- **Short task**: Count the lines in the listing below that contain the string "wheel", treating case as significant, and report only the number.

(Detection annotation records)
>>>>>
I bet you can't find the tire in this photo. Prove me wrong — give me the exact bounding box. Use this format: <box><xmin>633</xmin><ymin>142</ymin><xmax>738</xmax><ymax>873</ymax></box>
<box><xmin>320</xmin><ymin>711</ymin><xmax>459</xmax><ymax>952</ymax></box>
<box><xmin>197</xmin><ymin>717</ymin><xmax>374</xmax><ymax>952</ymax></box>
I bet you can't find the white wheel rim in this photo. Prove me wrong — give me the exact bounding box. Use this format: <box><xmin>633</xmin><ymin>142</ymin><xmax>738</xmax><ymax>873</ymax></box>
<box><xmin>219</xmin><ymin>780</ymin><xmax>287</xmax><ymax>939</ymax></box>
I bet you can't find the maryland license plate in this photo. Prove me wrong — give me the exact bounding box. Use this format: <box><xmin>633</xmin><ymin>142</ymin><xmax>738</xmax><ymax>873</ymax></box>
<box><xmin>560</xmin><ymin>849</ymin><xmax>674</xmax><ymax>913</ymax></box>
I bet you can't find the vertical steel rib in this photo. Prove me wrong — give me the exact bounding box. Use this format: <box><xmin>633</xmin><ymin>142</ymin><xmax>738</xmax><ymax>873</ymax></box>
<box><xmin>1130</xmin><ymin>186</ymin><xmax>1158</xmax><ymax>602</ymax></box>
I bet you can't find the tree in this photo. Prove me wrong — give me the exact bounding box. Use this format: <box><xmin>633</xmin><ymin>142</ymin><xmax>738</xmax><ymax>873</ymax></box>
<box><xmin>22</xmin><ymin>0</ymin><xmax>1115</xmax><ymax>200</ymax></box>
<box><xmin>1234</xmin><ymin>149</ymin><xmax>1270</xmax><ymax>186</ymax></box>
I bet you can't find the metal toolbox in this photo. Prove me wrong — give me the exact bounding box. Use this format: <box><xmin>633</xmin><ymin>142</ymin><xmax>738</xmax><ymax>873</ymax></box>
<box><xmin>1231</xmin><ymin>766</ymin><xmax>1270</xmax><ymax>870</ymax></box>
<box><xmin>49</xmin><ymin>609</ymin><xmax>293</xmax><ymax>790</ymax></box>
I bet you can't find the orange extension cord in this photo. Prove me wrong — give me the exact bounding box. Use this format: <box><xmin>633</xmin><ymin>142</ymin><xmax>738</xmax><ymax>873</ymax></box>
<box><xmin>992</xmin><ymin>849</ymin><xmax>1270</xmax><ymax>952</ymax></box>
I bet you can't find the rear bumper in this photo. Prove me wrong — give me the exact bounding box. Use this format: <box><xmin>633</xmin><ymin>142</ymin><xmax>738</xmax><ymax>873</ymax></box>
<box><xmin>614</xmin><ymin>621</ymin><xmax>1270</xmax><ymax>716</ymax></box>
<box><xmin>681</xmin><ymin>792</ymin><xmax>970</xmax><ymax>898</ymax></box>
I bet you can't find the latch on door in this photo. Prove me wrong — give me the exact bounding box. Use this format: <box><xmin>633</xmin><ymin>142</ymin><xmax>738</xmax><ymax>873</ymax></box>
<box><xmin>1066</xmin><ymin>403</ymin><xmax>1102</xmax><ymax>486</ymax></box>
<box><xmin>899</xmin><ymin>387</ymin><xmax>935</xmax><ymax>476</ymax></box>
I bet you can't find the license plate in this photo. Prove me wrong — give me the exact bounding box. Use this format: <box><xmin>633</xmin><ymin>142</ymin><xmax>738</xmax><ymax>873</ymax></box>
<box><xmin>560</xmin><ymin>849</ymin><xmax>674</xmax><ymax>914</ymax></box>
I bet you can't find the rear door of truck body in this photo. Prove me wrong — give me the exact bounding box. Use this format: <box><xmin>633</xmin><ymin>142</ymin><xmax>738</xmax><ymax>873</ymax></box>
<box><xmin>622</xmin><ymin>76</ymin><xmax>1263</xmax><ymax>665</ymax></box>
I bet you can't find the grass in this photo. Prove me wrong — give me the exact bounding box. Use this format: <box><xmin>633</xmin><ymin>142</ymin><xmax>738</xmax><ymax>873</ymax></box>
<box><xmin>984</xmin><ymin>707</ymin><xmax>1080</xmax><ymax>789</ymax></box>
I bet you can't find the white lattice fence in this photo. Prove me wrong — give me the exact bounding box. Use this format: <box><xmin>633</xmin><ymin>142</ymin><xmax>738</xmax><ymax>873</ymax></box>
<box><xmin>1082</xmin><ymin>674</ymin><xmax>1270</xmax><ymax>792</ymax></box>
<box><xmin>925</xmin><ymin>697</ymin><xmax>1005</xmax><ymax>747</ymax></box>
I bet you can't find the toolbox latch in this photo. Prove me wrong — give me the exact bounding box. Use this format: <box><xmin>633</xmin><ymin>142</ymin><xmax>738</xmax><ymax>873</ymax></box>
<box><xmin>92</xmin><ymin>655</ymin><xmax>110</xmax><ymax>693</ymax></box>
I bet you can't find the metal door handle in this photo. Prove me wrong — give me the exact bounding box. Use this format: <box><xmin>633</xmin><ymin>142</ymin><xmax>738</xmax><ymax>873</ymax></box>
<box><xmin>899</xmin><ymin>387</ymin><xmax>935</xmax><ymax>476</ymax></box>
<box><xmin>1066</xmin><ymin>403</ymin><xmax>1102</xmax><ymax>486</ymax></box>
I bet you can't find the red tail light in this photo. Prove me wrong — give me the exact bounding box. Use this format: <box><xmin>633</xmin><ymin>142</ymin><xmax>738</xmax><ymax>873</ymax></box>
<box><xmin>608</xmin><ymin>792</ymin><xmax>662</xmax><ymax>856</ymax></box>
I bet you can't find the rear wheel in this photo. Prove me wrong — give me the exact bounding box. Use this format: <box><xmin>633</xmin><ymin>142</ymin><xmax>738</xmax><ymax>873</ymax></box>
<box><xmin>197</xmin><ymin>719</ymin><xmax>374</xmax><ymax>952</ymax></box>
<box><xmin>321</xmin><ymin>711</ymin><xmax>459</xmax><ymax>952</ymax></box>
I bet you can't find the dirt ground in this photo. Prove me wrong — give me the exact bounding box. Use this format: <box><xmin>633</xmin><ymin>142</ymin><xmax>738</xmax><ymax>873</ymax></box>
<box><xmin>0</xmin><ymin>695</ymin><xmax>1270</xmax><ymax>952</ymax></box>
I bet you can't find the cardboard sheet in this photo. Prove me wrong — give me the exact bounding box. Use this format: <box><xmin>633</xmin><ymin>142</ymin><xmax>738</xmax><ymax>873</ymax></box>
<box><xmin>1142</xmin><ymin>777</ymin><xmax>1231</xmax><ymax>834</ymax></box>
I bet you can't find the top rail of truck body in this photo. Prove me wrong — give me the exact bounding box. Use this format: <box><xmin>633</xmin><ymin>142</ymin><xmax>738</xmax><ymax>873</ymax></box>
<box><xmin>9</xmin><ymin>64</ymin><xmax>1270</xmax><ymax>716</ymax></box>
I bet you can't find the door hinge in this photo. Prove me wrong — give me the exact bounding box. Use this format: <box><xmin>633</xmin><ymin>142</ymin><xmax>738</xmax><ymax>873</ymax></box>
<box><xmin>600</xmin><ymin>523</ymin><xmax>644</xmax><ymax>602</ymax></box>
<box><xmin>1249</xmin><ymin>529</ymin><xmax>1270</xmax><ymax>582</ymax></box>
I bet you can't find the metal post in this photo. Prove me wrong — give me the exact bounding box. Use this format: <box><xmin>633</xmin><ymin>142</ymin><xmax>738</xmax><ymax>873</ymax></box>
<<<<<
- **Output for this exercise**: 2